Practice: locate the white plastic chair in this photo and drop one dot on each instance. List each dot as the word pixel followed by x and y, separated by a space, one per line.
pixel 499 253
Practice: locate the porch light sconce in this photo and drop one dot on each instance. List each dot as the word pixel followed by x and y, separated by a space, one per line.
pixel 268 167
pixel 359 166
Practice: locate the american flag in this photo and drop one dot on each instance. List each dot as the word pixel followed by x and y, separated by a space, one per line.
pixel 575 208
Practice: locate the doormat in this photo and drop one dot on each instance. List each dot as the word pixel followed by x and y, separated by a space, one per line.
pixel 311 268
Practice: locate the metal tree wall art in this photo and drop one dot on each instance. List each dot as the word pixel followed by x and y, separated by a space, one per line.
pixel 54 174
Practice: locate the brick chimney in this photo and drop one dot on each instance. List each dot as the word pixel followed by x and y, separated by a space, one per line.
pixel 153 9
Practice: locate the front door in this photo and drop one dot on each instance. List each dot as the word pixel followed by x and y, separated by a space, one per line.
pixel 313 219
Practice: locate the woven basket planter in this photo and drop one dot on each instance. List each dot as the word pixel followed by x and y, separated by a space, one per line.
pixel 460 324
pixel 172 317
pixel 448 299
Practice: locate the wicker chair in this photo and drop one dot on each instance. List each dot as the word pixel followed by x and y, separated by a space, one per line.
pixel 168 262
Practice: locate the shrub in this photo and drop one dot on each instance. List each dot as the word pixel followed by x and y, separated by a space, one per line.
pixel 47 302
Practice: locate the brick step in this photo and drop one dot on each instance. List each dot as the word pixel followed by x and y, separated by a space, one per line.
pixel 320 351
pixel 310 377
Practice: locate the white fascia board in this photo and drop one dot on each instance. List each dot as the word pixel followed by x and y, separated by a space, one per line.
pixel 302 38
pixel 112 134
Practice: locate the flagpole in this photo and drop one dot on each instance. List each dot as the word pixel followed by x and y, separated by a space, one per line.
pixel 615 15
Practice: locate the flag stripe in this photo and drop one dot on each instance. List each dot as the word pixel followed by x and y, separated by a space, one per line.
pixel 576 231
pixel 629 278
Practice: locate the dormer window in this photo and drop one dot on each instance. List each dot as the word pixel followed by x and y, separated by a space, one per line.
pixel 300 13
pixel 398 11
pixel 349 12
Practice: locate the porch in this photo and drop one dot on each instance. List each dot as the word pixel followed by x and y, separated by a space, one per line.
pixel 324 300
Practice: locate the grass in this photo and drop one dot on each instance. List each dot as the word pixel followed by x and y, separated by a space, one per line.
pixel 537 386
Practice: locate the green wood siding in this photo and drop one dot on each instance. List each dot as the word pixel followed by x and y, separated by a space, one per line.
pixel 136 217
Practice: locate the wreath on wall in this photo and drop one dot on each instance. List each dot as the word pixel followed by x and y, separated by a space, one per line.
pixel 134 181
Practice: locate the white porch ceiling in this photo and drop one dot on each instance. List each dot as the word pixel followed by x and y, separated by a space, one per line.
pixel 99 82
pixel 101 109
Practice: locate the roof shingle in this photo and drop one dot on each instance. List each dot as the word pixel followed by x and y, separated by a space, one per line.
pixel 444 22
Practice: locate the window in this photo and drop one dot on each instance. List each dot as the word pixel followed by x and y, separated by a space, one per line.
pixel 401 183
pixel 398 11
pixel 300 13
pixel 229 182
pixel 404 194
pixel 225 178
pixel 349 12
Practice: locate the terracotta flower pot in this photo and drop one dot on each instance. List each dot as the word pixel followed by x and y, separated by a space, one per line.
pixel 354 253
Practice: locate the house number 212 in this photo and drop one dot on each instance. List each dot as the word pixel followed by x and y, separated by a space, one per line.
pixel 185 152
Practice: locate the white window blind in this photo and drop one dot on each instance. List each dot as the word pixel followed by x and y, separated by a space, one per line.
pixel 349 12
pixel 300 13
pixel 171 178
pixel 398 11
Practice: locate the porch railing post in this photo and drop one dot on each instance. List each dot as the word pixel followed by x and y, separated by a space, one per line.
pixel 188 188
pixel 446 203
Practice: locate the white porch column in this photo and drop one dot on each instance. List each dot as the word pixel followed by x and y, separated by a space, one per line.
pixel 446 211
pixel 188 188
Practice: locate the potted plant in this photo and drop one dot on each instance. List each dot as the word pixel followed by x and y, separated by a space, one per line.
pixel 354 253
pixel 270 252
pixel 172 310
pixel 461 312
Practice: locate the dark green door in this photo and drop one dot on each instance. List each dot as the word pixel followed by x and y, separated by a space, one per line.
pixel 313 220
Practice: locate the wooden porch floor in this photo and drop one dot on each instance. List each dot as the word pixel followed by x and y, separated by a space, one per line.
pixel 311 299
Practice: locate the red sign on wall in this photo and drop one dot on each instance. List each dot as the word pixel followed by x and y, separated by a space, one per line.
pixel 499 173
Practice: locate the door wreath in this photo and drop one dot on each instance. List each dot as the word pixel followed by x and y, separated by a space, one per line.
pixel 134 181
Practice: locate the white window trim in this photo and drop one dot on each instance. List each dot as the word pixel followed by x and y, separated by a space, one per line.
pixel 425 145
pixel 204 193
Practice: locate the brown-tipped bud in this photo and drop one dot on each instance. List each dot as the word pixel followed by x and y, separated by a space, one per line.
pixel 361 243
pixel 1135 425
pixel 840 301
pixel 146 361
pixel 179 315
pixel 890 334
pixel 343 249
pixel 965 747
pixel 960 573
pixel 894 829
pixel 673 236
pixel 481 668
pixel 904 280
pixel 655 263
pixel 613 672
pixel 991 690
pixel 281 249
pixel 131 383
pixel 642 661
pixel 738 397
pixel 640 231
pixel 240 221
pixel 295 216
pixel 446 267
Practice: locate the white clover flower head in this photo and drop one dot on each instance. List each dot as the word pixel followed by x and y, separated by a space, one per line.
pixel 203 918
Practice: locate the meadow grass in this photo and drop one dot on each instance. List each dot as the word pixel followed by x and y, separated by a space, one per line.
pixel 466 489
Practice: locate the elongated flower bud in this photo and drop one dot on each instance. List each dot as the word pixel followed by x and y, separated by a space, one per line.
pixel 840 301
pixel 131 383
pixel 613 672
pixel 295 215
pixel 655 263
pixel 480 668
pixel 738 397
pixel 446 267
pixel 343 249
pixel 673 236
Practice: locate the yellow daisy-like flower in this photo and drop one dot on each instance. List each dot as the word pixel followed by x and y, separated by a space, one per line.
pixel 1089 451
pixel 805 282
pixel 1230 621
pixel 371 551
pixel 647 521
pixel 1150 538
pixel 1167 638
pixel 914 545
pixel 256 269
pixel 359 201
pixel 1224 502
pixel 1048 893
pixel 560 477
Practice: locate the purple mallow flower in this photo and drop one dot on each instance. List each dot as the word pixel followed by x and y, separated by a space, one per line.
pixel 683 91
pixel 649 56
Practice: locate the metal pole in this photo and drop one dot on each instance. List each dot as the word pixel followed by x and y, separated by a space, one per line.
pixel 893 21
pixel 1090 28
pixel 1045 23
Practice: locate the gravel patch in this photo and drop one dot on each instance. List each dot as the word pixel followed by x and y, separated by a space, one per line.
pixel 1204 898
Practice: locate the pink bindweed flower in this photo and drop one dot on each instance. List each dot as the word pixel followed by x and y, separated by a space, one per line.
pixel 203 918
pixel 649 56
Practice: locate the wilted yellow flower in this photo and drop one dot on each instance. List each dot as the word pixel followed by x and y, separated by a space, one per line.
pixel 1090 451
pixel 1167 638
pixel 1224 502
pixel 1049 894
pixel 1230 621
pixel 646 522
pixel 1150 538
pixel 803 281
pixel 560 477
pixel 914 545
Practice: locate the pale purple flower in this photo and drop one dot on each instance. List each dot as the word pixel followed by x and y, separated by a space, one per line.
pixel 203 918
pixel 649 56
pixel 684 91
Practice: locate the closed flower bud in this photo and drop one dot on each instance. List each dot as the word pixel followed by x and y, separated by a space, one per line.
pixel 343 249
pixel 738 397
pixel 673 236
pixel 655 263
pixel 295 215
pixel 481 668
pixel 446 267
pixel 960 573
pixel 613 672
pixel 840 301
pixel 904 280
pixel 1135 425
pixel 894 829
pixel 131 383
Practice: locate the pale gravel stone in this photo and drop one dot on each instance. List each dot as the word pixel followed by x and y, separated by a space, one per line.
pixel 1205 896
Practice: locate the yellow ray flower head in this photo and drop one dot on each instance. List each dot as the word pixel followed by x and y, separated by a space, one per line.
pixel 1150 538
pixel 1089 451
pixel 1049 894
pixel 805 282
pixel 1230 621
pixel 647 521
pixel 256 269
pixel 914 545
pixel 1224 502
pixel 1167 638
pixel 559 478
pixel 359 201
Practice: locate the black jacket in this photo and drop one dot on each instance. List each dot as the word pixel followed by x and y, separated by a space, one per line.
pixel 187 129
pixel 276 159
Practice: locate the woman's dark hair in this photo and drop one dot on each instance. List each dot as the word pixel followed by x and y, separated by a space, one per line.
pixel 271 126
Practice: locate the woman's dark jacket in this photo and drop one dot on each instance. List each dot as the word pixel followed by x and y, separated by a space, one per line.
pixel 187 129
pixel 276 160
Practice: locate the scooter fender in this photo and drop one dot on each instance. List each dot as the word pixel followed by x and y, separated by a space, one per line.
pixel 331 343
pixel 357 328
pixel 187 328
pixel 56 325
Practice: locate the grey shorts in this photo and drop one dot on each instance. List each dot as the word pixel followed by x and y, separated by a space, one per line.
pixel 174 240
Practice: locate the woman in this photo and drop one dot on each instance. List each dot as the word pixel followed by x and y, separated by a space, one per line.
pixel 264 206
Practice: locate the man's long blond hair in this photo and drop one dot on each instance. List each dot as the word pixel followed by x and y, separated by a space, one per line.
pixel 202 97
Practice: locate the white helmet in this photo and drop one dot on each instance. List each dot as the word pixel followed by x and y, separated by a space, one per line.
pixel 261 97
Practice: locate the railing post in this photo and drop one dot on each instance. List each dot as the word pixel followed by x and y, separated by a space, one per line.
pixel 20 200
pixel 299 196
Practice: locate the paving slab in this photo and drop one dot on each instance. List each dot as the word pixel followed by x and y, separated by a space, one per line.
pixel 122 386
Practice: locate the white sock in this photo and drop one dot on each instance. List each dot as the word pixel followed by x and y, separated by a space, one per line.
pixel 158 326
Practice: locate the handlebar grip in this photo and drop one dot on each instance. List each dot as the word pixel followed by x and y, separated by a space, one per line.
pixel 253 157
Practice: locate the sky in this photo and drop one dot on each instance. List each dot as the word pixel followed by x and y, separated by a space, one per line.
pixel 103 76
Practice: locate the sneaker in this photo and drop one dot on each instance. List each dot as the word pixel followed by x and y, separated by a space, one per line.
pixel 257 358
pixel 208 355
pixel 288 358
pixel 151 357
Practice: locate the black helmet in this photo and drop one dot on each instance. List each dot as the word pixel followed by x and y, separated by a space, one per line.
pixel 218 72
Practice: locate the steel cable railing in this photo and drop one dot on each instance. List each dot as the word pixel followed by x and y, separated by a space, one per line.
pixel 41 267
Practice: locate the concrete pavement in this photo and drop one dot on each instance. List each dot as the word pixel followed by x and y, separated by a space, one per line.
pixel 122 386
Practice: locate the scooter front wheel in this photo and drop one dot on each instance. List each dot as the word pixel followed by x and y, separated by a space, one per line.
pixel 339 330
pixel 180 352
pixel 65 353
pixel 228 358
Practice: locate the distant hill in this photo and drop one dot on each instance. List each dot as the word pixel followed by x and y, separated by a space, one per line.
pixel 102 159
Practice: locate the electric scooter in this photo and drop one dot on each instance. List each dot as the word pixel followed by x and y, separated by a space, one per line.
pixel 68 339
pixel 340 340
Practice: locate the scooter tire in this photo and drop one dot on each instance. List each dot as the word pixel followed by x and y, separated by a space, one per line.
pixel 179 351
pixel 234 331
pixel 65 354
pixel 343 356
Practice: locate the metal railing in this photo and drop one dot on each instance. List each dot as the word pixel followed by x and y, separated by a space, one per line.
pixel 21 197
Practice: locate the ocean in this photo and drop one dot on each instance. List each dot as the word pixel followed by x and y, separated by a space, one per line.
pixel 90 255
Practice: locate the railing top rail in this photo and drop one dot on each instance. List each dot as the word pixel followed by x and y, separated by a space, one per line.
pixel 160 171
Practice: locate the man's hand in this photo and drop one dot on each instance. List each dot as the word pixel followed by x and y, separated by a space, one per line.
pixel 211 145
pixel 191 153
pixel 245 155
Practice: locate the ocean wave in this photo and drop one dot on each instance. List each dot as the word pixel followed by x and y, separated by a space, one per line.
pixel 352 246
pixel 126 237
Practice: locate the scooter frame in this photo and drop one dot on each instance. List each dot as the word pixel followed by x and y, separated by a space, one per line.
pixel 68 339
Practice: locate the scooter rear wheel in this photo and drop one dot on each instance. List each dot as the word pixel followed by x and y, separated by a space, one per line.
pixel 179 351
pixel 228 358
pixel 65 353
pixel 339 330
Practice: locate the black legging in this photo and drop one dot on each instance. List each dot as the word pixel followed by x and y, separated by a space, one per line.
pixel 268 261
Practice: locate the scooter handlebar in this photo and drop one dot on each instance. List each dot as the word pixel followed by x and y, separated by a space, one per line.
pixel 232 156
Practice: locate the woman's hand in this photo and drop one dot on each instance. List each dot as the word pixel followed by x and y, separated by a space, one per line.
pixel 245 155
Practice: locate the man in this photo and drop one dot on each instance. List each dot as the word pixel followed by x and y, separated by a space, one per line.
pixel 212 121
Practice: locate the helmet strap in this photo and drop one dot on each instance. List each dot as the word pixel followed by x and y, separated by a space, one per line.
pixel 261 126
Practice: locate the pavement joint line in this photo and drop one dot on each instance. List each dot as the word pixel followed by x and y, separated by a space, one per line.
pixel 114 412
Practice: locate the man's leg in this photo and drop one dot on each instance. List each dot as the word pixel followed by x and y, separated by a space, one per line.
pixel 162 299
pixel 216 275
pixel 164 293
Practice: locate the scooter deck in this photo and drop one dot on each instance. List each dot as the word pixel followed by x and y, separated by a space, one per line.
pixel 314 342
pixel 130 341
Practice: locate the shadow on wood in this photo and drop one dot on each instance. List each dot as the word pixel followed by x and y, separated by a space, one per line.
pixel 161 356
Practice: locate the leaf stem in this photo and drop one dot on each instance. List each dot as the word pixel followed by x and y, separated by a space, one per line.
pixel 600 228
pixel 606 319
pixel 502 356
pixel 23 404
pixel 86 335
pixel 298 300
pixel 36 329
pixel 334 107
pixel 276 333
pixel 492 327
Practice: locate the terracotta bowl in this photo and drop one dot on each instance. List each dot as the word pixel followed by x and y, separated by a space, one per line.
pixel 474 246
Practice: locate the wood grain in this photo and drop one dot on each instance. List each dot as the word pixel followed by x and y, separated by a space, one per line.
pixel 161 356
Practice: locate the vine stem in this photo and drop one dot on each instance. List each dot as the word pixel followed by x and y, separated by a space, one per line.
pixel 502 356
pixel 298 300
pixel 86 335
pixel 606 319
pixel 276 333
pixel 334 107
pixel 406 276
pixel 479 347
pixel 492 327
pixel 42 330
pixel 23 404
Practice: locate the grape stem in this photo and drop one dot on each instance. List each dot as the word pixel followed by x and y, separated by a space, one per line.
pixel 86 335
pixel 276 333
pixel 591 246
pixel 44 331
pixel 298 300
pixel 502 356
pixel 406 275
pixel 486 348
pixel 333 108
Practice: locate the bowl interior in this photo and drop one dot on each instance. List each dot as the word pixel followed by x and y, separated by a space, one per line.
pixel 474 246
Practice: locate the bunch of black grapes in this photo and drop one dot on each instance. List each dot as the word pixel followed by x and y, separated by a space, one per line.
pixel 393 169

THE PROBLEM: Can you repeat word for word the part of the rows that opens with the line containing "Practice: locate the man's leg" and closes with the line containing "pixel 164 293", including both of those lines?

WRITTEN RESPONSE:
Practice: locate the man's leg in this photo and drop one dot on each instance. List each dot as the word pixel followed by x and y, separated by a space, one per line.
pixel 162 299
pixel 216 275
pixel 164 293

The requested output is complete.